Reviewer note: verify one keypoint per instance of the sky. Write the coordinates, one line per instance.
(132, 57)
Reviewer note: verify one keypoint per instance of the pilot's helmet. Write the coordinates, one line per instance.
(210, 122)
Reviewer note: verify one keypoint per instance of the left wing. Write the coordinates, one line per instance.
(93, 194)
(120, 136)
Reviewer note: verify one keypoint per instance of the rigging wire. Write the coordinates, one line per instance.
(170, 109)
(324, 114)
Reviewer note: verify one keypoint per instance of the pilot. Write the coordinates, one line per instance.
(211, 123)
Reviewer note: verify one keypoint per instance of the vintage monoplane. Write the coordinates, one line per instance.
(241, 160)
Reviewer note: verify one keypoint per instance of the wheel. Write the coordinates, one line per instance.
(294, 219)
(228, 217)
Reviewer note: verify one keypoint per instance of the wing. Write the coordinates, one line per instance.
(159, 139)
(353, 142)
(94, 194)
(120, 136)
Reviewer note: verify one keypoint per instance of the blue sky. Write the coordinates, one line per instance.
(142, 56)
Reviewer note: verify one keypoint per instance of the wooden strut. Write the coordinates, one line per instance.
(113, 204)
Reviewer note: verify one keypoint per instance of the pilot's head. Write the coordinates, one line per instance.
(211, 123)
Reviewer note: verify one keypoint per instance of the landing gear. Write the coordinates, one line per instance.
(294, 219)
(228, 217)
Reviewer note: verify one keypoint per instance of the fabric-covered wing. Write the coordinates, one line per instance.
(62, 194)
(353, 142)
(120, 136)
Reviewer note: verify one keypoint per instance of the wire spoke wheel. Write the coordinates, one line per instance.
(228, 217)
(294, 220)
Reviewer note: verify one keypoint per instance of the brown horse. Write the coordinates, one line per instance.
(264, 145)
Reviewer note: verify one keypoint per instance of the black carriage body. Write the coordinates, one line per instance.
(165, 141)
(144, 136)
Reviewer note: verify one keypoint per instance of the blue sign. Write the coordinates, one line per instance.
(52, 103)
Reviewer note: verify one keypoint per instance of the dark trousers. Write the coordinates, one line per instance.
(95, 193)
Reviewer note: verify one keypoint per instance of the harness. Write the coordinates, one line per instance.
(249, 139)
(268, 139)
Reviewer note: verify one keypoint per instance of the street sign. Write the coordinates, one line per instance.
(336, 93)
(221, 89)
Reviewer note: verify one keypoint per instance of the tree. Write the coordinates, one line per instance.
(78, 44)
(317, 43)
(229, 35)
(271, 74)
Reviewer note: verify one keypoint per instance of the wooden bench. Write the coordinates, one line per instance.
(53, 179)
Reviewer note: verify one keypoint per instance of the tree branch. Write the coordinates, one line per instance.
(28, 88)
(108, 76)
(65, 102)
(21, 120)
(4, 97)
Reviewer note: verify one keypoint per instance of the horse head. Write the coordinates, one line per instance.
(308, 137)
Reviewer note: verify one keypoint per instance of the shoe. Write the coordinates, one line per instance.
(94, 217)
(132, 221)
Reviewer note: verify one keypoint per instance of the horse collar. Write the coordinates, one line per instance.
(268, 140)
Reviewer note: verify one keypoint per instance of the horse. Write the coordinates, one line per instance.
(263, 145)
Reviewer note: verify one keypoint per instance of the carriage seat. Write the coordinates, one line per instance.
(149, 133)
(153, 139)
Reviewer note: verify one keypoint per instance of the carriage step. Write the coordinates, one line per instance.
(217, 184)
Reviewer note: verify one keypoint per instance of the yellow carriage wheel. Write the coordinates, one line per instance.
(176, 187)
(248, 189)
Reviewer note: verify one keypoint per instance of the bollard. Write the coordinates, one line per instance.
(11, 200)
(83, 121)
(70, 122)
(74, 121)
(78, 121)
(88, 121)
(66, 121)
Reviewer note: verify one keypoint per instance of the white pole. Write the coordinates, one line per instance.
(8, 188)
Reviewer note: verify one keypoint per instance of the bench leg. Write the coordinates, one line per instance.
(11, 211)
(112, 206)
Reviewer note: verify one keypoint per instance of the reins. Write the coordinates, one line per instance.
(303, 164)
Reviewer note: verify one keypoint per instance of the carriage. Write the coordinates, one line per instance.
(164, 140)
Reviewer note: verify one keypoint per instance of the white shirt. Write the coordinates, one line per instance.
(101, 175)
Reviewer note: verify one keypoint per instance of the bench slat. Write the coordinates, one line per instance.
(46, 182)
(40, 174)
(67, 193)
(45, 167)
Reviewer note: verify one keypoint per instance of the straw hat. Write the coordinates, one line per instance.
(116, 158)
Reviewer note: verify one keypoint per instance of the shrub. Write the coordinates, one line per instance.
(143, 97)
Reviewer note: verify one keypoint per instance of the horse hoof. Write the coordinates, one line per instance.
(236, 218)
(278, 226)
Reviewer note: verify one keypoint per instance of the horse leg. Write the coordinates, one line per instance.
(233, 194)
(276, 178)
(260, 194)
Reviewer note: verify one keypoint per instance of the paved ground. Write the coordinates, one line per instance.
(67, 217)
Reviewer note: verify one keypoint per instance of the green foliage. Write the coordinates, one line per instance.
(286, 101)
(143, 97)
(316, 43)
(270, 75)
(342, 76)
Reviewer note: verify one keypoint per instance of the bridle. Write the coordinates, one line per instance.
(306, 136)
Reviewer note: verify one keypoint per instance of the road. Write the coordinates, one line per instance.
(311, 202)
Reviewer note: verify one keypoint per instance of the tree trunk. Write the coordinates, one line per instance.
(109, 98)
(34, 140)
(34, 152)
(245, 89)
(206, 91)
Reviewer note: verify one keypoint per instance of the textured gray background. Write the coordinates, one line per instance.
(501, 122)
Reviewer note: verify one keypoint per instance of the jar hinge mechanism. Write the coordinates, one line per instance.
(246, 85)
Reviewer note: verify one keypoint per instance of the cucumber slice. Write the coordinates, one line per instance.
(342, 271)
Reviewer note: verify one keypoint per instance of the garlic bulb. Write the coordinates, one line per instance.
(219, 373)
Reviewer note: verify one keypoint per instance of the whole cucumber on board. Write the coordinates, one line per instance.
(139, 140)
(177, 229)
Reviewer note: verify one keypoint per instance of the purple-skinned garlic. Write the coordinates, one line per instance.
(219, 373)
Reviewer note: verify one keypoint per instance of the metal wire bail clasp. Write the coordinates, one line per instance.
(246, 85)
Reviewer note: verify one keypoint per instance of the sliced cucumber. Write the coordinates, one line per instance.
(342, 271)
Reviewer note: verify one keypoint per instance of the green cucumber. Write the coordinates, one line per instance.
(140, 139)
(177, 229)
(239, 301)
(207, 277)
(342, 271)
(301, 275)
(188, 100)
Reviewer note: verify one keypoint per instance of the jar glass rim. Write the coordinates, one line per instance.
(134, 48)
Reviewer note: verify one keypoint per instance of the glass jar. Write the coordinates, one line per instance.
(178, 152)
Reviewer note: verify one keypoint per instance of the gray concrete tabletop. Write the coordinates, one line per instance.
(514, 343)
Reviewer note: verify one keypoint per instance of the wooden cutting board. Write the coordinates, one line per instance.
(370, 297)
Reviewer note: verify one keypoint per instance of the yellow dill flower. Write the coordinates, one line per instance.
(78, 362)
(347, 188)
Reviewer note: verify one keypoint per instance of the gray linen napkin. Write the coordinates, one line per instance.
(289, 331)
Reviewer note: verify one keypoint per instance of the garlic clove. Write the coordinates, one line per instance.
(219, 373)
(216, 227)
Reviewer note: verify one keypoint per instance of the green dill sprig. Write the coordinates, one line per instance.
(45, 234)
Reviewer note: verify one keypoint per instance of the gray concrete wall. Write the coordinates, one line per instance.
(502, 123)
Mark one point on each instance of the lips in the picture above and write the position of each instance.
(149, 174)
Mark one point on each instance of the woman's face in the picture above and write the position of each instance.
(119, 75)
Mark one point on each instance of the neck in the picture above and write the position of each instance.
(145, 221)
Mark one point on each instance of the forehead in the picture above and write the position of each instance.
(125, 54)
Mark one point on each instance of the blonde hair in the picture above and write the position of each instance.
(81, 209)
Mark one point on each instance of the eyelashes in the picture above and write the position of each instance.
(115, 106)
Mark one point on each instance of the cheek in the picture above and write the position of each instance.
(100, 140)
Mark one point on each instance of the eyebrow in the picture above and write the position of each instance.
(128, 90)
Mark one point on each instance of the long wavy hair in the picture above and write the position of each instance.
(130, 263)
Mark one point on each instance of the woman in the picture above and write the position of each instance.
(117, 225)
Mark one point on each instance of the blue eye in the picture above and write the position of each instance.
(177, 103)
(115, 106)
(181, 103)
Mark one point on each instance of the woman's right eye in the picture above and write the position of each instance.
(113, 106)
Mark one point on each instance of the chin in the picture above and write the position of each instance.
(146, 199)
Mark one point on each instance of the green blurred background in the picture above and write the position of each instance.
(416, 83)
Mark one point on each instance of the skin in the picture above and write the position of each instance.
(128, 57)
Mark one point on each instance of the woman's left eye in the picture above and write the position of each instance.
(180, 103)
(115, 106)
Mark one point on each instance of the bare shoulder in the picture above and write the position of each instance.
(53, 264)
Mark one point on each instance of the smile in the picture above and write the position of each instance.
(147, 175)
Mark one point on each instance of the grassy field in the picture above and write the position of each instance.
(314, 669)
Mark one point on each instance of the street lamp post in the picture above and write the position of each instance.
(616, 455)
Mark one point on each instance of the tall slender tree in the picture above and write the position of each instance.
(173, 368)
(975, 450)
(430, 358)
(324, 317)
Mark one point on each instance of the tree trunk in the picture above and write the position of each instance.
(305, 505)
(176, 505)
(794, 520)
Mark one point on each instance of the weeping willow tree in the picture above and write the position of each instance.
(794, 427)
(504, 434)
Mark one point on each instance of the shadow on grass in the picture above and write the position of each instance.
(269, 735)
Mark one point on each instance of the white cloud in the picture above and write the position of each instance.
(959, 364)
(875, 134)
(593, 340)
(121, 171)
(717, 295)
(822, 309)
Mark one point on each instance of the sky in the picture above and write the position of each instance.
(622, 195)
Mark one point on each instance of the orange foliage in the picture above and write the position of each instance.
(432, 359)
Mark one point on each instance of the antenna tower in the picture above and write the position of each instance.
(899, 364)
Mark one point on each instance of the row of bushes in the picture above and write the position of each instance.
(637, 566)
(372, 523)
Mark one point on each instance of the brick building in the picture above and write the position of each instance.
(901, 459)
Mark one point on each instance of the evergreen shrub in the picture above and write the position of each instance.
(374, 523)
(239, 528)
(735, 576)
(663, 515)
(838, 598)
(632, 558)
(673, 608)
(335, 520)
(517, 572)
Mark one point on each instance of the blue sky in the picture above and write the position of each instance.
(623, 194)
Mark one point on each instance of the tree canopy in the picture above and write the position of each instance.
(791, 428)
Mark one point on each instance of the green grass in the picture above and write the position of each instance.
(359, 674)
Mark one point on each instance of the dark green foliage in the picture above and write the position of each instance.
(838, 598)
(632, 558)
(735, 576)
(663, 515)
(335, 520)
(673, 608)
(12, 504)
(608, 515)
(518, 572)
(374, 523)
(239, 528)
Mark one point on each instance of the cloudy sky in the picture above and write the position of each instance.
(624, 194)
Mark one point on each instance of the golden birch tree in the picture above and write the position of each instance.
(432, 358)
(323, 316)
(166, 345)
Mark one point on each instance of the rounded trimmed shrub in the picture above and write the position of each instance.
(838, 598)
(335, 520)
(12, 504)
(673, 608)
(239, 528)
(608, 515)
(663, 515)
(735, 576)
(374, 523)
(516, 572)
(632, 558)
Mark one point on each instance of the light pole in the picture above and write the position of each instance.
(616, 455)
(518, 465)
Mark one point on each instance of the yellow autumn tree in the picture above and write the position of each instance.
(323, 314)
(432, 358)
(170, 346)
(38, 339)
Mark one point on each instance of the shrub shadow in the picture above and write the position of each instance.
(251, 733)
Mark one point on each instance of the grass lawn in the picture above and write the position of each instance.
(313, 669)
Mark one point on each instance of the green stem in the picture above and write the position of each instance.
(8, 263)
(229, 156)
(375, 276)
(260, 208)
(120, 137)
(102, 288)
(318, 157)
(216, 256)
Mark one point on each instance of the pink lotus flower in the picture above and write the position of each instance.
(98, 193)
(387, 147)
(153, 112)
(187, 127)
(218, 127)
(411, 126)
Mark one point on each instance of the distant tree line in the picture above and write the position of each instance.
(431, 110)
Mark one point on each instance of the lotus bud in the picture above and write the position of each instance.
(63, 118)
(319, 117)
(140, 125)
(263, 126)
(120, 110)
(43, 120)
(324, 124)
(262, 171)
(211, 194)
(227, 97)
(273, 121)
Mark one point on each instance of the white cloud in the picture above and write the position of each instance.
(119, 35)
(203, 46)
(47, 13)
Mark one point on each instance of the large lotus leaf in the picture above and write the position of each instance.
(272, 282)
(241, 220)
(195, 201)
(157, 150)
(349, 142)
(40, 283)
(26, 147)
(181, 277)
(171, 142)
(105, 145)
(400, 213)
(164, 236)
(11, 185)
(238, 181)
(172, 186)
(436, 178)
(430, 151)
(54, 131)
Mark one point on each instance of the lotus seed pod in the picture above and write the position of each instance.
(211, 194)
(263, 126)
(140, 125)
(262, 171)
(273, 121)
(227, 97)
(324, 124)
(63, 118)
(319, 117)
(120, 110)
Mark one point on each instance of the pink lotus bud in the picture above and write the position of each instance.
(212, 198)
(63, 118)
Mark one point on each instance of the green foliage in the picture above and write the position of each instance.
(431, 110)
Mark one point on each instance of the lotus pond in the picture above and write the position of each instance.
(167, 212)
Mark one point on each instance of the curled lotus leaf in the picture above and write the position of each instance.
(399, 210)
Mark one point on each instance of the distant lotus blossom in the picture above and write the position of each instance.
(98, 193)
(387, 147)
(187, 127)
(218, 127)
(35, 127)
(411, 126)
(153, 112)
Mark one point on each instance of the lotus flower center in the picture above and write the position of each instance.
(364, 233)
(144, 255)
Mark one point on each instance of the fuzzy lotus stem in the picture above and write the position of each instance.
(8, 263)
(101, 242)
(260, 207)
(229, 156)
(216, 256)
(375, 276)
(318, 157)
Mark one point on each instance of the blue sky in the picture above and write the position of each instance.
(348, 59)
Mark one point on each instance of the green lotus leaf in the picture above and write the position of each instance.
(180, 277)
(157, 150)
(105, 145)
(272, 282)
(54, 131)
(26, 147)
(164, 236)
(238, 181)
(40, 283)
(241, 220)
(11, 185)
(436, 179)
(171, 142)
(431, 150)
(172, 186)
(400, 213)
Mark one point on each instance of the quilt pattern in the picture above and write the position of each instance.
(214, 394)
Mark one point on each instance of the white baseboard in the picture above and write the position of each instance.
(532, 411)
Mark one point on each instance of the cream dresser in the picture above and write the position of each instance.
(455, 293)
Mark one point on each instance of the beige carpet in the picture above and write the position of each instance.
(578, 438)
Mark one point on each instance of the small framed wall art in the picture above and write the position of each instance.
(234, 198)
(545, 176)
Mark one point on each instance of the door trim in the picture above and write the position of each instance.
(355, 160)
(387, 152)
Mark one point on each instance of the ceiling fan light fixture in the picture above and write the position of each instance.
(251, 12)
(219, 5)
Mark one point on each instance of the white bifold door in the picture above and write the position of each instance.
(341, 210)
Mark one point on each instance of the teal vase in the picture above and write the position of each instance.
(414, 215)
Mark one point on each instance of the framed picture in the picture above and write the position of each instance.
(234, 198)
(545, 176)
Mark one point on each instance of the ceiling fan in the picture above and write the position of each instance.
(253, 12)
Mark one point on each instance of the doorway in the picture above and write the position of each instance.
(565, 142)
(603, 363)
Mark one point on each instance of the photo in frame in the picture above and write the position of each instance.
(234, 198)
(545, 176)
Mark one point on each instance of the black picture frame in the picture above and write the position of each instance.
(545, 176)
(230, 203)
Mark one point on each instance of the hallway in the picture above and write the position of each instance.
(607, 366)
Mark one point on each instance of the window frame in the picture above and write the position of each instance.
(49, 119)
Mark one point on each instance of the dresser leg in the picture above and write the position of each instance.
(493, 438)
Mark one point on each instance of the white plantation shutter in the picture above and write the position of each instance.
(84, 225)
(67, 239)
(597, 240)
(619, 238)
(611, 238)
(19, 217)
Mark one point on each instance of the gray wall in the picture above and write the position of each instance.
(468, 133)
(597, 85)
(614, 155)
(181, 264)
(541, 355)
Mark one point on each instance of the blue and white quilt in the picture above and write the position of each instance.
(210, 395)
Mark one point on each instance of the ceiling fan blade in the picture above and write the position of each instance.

● ● ● ● ●

Die Aufgabe
Bearbeite den Abschnitt von der Zeile mit „Mark one point on each instance of the dresser“ bis zum Ende des Materials, indem du ihn erneut wiedergibst und darin „quilt“ durch „blanket“ ersetzt, während alles andere unverändert bleibt.

Lösung der Aufgabe
Mark one point on each instance of the dresser leg in the picture above and write the position of each instance.
(493, 438)
Mark one point on each instance of the white plantation shutter in the picture above and write the position of each instance.
(84, 225)
(67, 239)
(597, 240)
(619, 238)
(611, 238)
(19, 217)
Mark one point on each instance of the gray wall in the picture above and write the position of each instance.
(468, 133)
(597, 85)
(614, 155)
(181, 264)
(541, 355)
Mark one point on each instance of the blue and white blanket in the picture above and write the position of each instance.
(210, 395)
Mark one point on each instance of the ceiling fan blade in the picture above and write the position of each instance.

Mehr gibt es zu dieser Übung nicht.